Exercise brief — Word for word, restate all of the data shown below.

Extracted records —
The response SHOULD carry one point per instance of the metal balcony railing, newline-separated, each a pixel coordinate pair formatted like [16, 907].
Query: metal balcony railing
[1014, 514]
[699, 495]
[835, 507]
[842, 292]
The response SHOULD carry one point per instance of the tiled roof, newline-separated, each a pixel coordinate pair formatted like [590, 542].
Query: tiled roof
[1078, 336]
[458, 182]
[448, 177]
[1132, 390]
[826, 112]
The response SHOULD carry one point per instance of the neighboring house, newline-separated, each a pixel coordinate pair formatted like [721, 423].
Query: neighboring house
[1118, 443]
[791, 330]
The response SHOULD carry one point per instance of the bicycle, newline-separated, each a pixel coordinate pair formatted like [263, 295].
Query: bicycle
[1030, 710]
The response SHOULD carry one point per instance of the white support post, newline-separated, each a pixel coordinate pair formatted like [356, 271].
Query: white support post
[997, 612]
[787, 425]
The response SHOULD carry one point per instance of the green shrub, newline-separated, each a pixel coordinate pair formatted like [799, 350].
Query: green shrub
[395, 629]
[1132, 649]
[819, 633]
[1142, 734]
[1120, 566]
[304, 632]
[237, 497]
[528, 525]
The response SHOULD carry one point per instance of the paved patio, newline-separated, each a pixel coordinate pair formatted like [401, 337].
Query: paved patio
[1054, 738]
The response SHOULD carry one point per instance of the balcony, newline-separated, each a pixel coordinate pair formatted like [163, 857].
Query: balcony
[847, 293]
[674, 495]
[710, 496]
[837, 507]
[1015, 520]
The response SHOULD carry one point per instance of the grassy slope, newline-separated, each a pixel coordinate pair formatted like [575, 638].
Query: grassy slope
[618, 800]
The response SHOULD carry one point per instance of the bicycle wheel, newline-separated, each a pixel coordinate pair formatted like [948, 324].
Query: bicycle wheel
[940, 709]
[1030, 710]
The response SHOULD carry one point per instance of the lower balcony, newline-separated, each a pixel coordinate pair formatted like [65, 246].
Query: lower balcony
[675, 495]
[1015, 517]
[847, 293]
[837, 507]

Response area —
The response SHOULD carry one point per instance of the metal balcony railing, newline-separated, each a pixel coordinate pair formatted like [16, 907].
Query: metal balcony railing
[1014, 514]
[699, 495]
[835, 507]
[842, 292]
The response SHOULD carry one point per instance of the tiled roof, newline-separated, each a pixel coordinate pair formatted like [590, 542].
Query: tiled roof
[1078, 336]
[458, 182]
[448, 177]
[1132, 390]
[826, 112]
The response SHOULD carry one point per instance of the neighboring house, newline-separated, each a pixel coordinate pair formatted like [721, 423].
Query: neighboring house
[1118, 443]
[791, 330]
The response SHOULD carry one point per instance of the bicycle, newline-separated, each a pixel coordinate pair formatted like [263, 295].
Query: bicycle
[1030, 710]
The response SHOULD carry one point per instance of the white support post, newline-separated, each a pixel coordinate pair formatted like [356, 271].
Query: white support post
[997, 612]
[787, 425]
The response SHOULD carry one point per instance of the green shrub, newline-separated, each a pixel coordinate pair formatted like [799, 350].
Query: green shrub
[395, 629]
[1132, 649]
[819, 633]
[1142, 734]
[1120, 566]
[304, 632]
[237, 497]
[528, 525]
The response SHOULD carry one point per instance of the paved patio, newline-separated, each a pixel coordinate pair formatted like [401, 337].
Query: paved patio
[1054, 738]
The response SHOULD carry one point per instance of the balcony, newline-separated, each a pixel coordinate pair formatted like [163, 857].
Query: balcony
[847, 293]
[674, 495]
[710, 496]
[837, 507]
[1015, 520]
The response SHOULD carry one point per instance of the grassy slope, newline-separated, each a pixel coordinate pair formatted like [575, 638].
Query: grassy slope
[618, 800]
The response SHOULD carry one point per instance of the bicycle wheel, newline-separated, each a pixel coordinate pair formatted like [948, 324].
Query: bicycle wheel
[940, 709]
[1030, 710]
The response SHOULD carry one point per instance of the lower balcony, newline-separated, each a pixel coordinate pair formatted like [65, 246].
Query: lower balcony
[675, 495]
[1015, 517]
[847, 293]
[837, 507]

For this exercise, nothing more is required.